TEXTE DE LECTURE:
• • • •

Haïti – Élection: Réponse du bras technique de la CIEVE à l’analyse de la MOE-UE
Source Le Nouvelliste
La Mission d’observation électorale de l’Union européenne (MOE UE) a-t-elle contribué à maintenir l’intégrité du processus électoral haïtien de 2015 ?
1. Contexte d’agissement de la mission d’observation électorale de l’UE en Haïti
La Mission d’observation électorale de l’Union européenne (MOE-UE) a livré son analyse du rapport produit par la Commission indépendante de vérification et d’évaluation électorale (CIEVE) sur les élections de 2015. Et sans grande surprise, le verdict est sans appel : faiblesses factuelles et légales, faiblesses conceptuelles et méthodologiques sont les principales critiques adressées par la MOE-UE au rapport de la CIEVE. Bref, la MOE-UE a mis en œuvre toute l’étendue du savoir-faire électoral de ses « experts » pour tenter d’infirmer les conclusions du rapport de la CIEVE qui, rappelons-le, recommandent minimalement la reprise de l’élection présidentielle de 2015.
Avant d’entrer dans l’appréciation des arguments fournis par la MOE-UE, il y a lieu de souligner l’imposture et la forfaiture que charrie cette prise de position à travers laquelle la MOE-UE agit, non plus comme une mission d’observation qui doit préserver l’intégrité d’un processus électoral qu’elle a observé, mais plutôt comme un acteur politique intéressé et motivé. Au vrai, pour comprendre l’aveuglément partisan de la MOE-UE qui cherche désespérément à défendre ce bilan électoral lacunaire et médiocre, il faut se rappeler la première tentative indécente qu’avait initiée en décembre 2015 la MOE-UE pour infirmer les résultats de l’analyse d’un premier échantillon de 78 PVs (PVs) qui indiquaient, là encore, une absence totale de qualité dans le traitement des PV comptabilisés au niveau du Centre de tabulation.

• • • •

Données d'identification de lieux:
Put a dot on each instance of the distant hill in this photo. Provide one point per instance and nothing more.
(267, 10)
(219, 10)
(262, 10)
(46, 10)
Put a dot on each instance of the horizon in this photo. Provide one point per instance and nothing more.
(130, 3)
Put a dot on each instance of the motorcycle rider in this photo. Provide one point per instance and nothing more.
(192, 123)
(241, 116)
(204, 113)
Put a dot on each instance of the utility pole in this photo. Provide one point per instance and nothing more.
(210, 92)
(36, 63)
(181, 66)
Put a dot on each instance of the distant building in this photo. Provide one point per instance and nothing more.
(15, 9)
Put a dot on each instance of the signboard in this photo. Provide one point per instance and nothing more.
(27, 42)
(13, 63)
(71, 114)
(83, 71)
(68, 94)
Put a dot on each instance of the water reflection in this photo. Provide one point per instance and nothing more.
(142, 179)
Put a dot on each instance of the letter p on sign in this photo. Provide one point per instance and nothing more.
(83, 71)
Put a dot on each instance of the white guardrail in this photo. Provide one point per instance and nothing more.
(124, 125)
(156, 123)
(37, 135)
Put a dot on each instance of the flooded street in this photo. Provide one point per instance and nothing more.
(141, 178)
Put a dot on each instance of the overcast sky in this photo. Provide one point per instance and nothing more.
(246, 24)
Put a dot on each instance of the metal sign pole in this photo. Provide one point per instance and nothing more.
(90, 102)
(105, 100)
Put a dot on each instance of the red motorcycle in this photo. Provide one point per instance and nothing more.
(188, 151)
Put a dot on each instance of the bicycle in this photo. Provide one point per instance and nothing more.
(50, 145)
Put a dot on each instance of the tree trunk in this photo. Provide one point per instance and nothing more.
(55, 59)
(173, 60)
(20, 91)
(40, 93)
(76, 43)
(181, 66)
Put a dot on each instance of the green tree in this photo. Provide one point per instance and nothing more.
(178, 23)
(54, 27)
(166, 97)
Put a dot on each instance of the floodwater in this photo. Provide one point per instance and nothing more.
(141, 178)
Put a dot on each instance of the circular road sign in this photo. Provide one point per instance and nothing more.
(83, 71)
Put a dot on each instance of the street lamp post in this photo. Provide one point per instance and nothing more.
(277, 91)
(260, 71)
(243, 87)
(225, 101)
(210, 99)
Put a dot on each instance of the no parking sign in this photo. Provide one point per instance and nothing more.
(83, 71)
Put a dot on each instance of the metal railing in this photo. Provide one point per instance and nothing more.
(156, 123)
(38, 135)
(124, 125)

• • • •

ÉNONCÉ 1:
Répondez aux questions suivantes à partir de l'article :
(a) Quelle commission a produit le rapport analysé par la MOE-UE ?
(b) Que recommandent minimalement les conclusions de ce rapport ?
(c) Combien de PV comptait le premier échantillon mentionné ?
ÉNONCÉ 2: Reproduisez fidèlement le passage de l'article compris entre « 1. Contexte d’agissement » et « présidentielle de 2015. », ces deux bornes incluses.
Appuyez-vous exclusivement sur l'article pour répondre.

RÉPONSE DÉFINITIVE 1:
(a) La Commission indépendante de vérification et d'évaluation électorale (CIEVE).
(b) La reprise de l'élection présidentielle de 2015.
(c) 78 PV.

RÉPONSE DÉFINITIVE 2:
1. Contexte d’agissement de la mission d’observation électorale de l’UE en Haïti
La Mission d’observation électorale de l’Union européenne (MOE-UE) a livré son analyse du rapport produit par la Commission indépendante de vérification et d’évaluation électorale (CIEVE) sur les élections de 2015. Et sans grande surprise, le verdict est sans appel : faiblesses factuelles et légales, faiblesses conceptuelles et méthodologiques sont les principales critiques adressées par la MOE-UE au rapport de la CIEVE. Bref, la MOE-UE a mis en œuvre toute l’étendue du savoir-faire électoral de ses « experts » pour tenter d’infirmer les conclusions du rapport de la CIEVE qui, rappelons-le, recommandent minimalement la reprise de l’élection présidentielle de 2015.